* Task *
Turn the records below into a JSON list of strings, one string per line, skipping blank lines. Leave the pictures out.
[Start of Information shown]
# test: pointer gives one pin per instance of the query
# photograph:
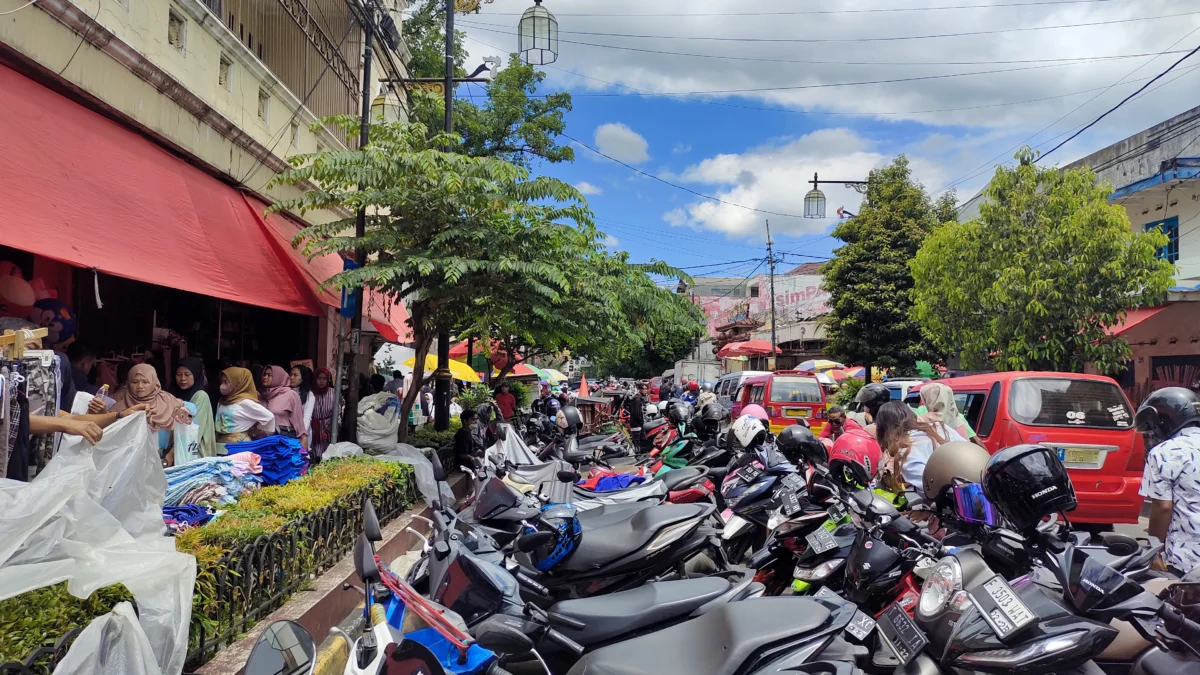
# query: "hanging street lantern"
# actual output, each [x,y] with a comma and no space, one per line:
[538,36]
[End of Information shown]
* Answer to this task *
[
  "# test: pointer gives one pin per instance of the query",
  "# photograph:",
  "# query: \"hanging street lantern\"",
  "# actual output, each [x,y] with a comma and no space, one per line:",
  "[538,36]"
]